(SET TASK) Render the rows below as a JSON list of strings, one string per line, skipping blank lines. Begin at the line that has "of the potato" and stop after the very last line of the rows.
╭─ MATERIAL TO PROCESS
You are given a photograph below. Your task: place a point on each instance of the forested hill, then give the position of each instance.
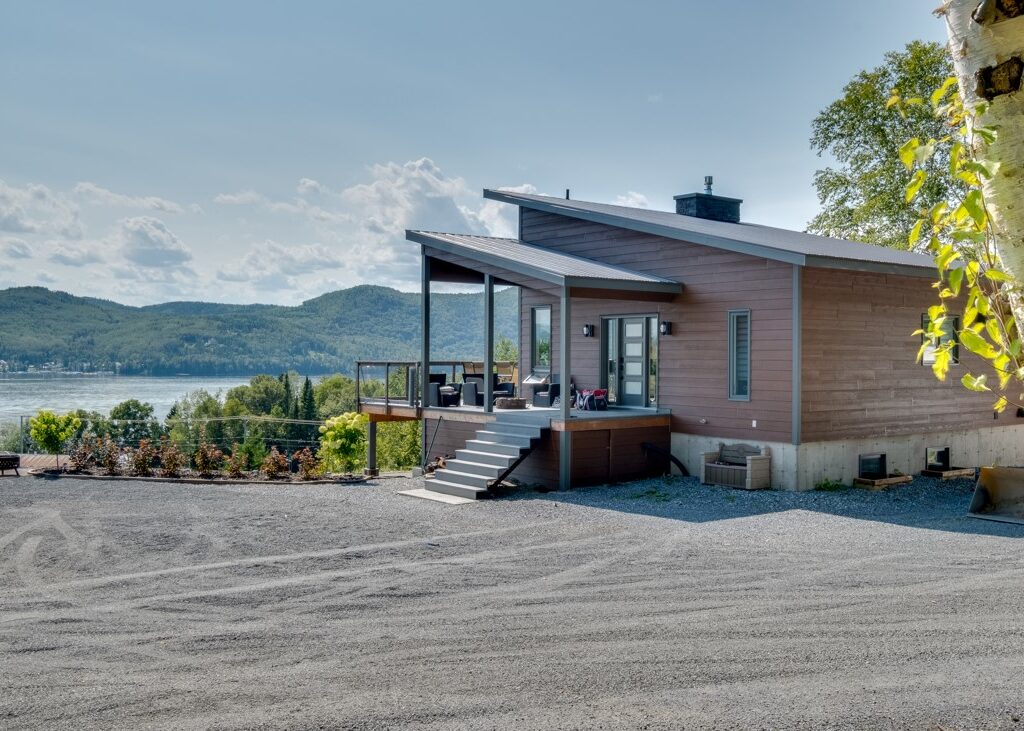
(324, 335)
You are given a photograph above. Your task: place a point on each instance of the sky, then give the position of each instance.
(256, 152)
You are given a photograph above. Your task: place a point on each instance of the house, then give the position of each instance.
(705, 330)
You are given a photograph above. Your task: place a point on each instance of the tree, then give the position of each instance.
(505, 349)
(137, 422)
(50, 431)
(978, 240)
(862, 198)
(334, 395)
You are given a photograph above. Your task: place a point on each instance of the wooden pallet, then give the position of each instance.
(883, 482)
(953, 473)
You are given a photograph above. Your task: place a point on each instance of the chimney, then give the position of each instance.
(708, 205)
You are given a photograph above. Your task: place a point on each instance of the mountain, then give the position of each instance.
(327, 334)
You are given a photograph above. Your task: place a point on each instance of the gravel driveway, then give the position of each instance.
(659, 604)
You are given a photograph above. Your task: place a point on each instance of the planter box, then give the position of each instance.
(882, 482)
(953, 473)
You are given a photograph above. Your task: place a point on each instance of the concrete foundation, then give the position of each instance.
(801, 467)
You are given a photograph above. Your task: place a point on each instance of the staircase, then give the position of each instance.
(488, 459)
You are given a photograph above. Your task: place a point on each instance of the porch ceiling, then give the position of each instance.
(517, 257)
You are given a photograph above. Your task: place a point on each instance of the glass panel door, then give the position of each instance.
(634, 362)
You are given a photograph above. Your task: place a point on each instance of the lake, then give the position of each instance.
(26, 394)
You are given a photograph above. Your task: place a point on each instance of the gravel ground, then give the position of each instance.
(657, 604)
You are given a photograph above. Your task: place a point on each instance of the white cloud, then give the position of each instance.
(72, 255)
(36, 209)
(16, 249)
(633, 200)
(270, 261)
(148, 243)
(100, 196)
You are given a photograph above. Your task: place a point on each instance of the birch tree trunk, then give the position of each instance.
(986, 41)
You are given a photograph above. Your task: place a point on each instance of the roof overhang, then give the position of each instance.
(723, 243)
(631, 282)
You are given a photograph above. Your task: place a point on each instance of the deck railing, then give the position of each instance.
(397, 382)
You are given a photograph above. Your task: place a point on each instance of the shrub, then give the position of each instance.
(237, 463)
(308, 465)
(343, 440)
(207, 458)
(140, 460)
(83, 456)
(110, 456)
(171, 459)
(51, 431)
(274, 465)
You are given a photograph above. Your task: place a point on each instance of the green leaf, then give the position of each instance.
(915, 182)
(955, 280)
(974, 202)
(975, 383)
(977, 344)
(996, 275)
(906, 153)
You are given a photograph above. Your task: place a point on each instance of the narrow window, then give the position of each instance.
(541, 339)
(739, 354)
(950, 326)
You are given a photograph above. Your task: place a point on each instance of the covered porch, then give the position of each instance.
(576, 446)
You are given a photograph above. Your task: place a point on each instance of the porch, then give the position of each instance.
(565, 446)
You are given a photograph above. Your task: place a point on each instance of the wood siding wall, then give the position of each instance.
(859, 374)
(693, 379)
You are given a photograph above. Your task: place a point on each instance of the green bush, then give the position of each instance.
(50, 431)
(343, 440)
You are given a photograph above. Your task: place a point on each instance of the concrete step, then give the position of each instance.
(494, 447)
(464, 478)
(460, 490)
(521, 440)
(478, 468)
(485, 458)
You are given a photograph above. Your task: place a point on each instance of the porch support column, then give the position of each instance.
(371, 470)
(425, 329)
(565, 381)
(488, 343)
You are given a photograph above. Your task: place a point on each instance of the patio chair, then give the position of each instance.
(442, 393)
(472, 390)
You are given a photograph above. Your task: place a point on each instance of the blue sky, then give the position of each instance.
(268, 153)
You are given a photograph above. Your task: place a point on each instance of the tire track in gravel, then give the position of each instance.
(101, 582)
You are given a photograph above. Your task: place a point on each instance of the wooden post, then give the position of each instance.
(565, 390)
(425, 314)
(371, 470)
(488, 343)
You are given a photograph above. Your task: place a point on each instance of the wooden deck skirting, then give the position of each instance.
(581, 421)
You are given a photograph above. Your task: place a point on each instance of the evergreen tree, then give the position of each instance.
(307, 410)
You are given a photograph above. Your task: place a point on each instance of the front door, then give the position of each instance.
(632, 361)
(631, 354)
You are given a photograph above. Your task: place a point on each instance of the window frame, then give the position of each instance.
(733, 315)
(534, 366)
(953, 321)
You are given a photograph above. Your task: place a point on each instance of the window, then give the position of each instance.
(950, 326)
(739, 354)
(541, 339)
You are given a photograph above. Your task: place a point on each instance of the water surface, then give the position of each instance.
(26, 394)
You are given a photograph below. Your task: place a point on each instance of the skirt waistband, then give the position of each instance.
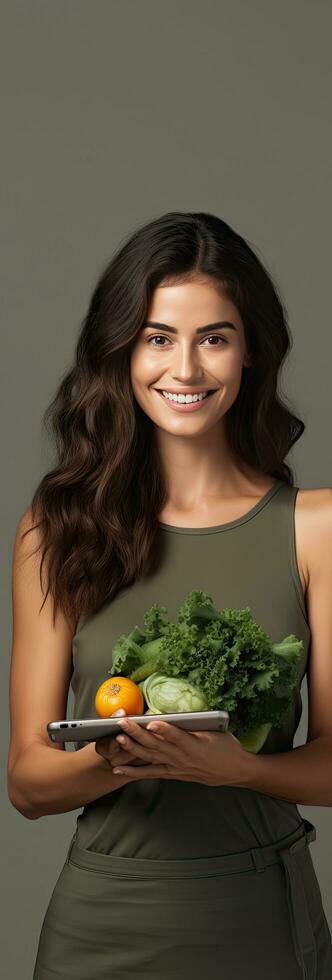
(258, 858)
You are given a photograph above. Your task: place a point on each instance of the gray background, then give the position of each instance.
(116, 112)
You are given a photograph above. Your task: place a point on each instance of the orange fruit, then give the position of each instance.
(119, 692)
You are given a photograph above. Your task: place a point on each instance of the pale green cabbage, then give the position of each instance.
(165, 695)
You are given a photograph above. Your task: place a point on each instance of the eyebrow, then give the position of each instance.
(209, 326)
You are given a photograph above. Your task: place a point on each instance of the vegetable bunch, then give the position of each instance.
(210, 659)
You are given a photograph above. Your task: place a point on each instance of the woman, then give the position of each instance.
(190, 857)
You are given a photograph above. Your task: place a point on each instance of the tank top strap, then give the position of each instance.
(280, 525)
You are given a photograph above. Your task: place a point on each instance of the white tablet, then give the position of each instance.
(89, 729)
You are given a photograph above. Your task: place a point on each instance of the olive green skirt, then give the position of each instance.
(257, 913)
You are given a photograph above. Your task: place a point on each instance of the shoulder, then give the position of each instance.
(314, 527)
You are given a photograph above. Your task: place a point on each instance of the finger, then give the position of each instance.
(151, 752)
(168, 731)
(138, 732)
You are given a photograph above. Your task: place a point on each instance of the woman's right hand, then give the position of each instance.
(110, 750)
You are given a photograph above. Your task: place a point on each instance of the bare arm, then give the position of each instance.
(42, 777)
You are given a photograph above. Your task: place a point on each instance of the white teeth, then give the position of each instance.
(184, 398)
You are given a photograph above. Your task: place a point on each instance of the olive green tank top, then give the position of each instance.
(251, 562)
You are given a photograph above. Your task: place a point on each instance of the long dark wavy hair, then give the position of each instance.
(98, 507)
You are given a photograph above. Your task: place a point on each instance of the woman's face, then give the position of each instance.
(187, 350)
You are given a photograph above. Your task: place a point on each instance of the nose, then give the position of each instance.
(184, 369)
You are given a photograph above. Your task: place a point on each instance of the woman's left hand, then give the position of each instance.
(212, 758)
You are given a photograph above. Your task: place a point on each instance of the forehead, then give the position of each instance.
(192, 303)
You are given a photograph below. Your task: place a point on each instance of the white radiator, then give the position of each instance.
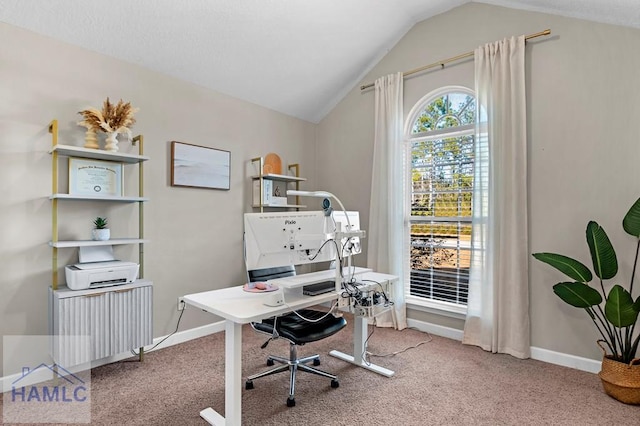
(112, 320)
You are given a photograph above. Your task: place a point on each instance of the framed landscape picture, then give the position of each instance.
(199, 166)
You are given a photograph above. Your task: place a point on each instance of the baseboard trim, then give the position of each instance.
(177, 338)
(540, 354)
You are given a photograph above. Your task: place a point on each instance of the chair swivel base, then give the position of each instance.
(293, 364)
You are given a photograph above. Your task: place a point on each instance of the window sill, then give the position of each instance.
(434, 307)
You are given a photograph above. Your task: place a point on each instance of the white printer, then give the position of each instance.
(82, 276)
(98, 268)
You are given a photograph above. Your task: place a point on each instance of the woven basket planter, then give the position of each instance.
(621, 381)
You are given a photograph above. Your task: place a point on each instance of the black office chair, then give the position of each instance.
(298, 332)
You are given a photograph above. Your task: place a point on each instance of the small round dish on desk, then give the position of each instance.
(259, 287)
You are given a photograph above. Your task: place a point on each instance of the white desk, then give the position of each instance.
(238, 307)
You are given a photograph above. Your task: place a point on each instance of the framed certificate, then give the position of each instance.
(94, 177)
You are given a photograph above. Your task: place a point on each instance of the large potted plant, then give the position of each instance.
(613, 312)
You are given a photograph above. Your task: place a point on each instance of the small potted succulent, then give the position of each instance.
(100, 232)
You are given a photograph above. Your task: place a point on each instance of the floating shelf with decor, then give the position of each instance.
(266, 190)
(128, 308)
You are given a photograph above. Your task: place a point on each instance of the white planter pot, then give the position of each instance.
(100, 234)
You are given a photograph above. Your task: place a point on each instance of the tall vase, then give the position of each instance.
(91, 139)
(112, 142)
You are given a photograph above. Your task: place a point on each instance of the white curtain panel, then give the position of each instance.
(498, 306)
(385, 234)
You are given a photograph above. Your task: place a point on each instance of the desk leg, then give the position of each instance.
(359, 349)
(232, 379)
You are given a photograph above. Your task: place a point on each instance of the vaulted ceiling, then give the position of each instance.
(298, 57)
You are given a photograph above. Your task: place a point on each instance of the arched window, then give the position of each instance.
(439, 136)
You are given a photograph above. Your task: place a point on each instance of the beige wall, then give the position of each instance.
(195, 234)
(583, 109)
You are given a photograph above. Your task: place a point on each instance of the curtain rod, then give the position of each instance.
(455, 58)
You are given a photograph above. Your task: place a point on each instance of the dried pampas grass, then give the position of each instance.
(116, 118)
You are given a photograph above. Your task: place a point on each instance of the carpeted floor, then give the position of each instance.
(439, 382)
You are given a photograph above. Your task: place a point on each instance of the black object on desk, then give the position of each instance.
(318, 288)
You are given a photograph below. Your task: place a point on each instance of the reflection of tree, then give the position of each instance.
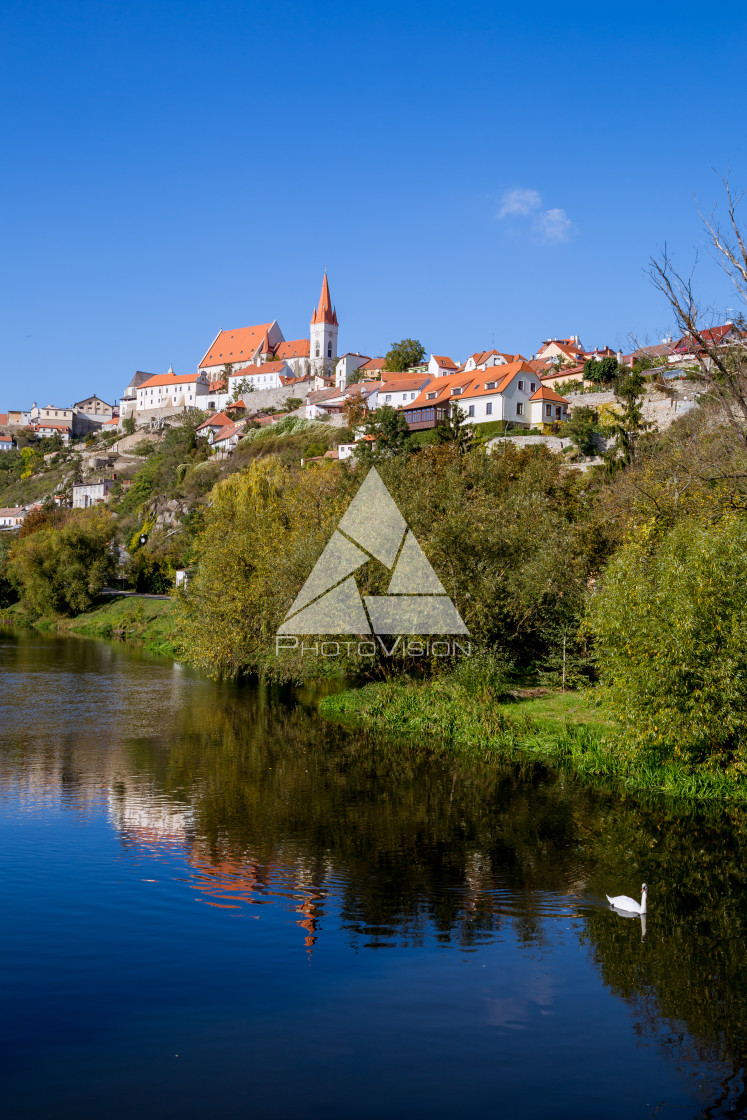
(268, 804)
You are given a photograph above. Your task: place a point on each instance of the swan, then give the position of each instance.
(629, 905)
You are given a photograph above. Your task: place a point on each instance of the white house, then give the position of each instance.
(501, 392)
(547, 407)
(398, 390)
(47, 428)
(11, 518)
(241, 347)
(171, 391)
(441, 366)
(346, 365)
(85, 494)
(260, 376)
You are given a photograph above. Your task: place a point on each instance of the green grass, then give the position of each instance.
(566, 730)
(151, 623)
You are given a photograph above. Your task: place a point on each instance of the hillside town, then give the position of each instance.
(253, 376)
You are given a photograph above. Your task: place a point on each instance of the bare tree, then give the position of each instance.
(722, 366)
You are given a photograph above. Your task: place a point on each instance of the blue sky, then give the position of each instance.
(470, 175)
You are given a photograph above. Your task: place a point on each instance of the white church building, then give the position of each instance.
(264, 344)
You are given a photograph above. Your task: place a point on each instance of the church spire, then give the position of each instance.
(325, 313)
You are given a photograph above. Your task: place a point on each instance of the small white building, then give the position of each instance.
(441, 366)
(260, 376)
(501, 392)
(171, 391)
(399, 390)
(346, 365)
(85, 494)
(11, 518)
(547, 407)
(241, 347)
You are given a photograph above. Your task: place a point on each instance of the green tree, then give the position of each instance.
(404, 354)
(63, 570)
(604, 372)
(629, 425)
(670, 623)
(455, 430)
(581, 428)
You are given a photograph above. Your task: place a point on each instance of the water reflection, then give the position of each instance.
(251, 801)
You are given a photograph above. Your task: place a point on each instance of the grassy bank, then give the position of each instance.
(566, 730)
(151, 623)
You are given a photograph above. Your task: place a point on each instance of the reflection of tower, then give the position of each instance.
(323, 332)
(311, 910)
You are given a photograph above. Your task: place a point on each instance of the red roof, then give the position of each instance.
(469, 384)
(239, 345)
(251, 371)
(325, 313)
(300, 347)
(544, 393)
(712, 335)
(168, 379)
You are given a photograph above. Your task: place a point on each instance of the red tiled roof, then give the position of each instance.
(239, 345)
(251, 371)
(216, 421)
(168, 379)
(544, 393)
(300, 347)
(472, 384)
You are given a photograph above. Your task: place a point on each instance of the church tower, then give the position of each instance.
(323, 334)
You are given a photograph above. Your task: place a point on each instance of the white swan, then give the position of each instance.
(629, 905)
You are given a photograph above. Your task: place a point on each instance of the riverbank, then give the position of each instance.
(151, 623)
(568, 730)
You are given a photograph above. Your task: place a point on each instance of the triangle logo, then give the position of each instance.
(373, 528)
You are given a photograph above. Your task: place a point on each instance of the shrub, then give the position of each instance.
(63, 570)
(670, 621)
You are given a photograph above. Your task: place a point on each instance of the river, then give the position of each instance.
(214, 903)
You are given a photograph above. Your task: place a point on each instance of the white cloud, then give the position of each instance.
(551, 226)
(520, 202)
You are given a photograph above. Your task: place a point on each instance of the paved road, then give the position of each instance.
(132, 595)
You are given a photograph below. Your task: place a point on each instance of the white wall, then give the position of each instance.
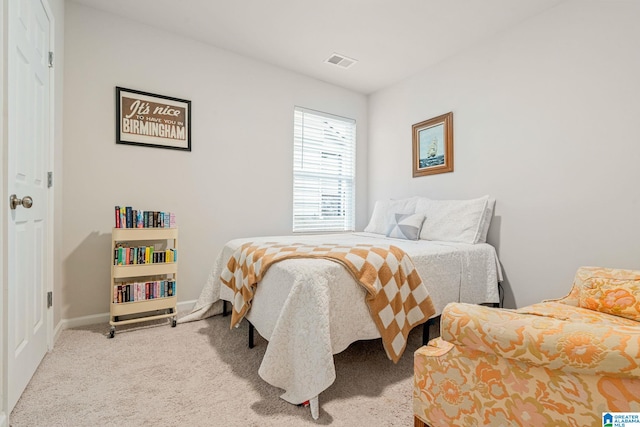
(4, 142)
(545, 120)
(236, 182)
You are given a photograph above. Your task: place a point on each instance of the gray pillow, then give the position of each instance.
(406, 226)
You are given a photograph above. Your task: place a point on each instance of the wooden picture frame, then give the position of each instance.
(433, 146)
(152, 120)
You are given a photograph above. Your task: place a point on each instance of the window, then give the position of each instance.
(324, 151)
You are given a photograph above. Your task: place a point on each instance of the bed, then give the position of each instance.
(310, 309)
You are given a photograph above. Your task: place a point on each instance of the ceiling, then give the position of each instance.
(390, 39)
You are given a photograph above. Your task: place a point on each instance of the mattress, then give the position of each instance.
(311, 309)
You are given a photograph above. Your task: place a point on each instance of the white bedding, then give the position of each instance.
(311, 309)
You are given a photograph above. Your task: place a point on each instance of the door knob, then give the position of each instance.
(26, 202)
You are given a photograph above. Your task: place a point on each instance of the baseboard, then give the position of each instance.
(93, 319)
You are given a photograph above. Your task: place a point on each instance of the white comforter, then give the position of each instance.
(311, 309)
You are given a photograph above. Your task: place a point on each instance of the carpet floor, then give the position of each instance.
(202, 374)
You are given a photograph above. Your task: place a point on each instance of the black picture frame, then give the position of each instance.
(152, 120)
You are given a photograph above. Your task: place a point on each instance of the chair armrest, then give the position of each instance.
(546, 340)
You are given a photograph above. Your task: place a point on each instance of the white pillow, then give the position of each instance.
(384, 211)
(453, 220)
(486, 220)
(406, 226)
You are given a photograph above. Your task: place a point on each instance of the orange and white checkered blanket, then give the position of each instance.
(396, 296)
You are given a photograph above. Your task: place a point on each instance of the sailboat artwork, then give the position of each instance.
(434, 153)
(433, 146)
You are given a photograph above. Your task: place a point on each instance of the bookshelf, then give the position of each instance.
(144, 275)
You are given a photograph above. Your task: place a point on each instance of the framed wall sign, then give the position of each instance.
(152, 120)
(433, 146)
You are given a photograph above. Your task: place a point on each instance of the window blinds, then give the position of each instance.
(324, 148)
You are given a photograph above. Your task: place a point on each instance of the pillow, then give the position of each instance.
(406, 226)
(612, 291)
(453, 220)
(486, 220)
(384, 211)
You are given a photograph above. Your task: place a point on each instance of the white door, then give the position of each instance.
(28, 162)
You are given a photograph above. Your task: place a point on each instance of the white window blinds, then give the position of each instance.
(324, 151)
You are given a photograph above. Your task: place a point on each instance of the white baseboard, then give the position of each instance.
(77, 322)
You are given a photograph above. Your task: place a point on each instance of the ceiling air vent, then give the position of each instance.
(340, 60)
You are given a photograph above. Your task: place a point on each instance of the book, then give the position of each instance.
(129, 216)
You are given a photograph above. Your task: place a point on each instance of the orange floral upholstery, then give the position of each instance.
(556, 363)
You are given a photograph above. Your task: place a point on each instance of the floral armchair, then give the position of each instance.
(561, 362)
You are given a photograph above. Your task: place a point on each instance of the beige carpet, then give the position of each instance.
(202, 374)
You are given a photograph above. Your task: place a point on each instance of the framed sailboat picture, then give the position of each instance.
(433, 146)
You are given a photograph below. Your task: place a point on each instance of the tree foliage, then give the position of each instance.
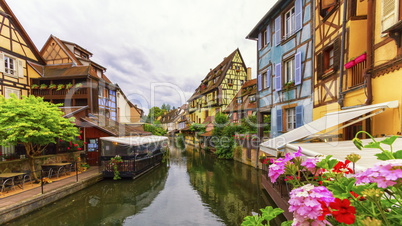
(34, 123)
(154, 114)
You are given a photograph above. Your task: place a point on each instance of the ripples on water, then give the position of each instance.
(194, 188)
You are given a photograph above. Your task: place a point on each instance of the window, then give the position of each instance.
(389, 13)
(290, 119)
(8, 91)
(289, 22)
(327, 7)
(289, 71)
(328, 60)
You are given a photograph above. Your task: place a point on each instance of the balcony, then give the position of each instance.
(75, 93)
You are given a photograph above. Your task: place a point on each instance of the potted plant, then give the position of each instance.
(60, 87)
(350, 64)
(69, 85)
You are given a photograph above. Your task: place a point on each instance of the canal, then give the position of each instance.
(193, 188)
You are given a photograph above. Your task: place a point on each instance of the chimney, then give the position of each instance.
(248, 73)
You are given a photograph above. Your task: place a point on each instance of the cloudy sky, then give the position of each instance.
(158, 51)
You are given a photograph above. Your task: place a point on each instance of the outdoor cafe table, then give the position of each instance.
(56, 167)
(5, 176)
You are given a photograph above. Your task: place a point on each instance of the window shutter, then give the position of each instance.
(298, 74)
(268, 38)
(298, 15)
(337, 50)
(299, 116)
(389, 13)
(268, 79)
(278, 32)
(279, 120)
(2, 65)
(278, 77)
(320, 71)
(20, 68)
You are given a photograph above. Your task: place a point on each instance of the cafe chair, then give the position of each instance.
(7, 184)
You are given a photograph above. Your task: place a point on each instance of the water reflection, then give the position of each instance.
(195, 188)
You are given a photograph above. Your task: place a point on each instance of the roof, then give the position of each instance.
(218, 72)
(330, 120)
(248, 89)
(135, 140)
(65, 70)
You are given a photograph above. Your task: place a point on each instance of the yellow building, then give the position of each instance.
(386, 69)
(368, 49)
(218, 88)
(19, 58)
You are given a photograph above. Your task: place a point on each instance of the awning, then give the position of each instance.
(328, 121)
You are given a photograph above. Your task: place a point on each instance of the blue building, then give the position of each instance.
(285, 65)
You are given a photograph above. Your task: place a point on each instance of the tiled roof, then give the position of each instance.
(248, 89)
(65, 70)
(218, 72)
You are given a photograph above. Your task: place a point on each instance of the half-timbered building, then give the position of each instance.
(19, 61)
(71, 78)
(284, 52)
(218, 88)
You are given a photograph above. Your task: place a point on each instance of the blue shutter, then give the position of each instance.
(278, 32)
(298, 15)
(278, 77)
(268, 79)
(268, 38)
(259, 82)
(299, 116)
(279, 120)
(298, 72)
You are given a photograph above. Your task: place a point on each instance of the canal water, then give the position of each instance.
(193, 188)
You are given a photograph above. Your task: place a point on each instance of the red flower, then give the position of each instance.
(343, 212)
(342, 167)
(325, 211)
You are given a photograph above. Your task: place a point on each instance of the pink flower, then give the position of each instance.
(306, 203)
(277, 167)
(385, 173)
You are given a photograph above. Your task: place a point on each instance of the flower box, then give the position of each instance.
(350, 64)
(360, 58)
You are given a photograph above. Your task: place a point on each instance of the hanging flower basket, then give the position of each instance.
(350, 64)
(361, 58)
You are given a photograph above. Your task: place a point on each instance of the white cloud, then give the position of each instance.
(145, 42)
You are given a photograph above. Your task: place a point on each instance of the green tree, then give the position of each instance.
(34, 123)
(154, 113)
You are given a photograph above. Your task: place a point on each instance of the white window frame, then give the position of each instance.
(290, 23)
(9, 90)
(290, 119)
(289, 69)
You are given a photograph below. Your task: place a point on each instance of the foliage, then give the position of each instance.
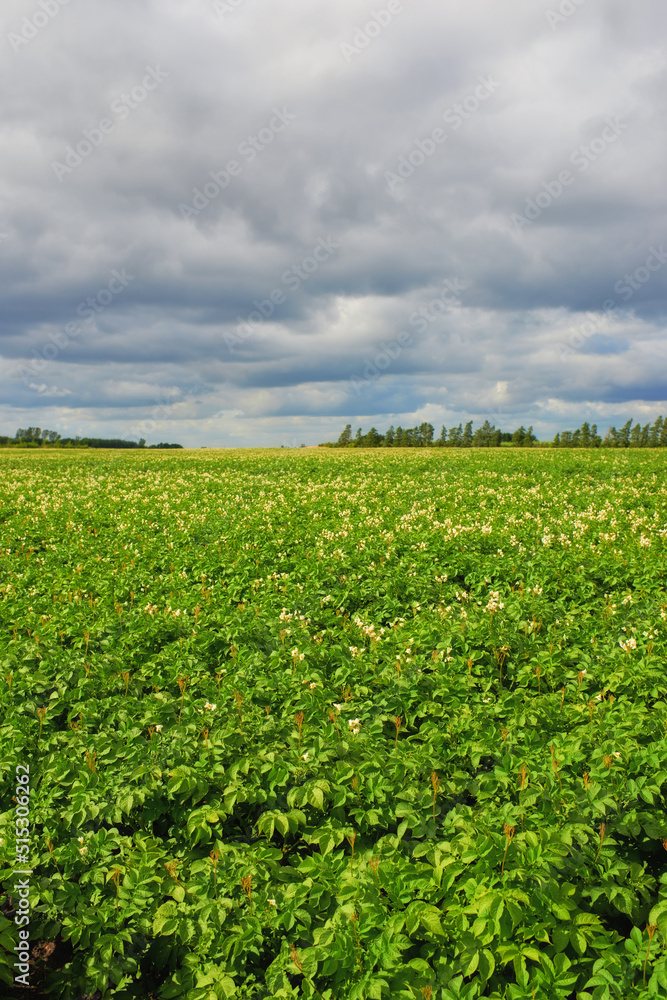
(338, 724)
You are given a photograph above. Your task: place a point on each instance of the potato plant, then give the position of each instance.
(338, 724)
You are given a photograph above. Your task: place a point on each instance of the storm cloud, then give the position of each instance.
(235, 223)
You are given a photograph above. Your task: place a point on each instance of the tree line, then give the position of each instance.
╰─
(ANSWER TO THE TASK)
[
  "You are given a photograph above. Your task: place a point on each instance of the potato plant, then give the position of each instance.",
  "(338, 724)",
  "You are given a photograph above. Your task: place a point on each instance of the storm cloud, then give the position of each instance.",
  "(235, 223)",
  "You are given a photograph above. Your task: place a point on each instance of the tree line, then give the position of each instance."
]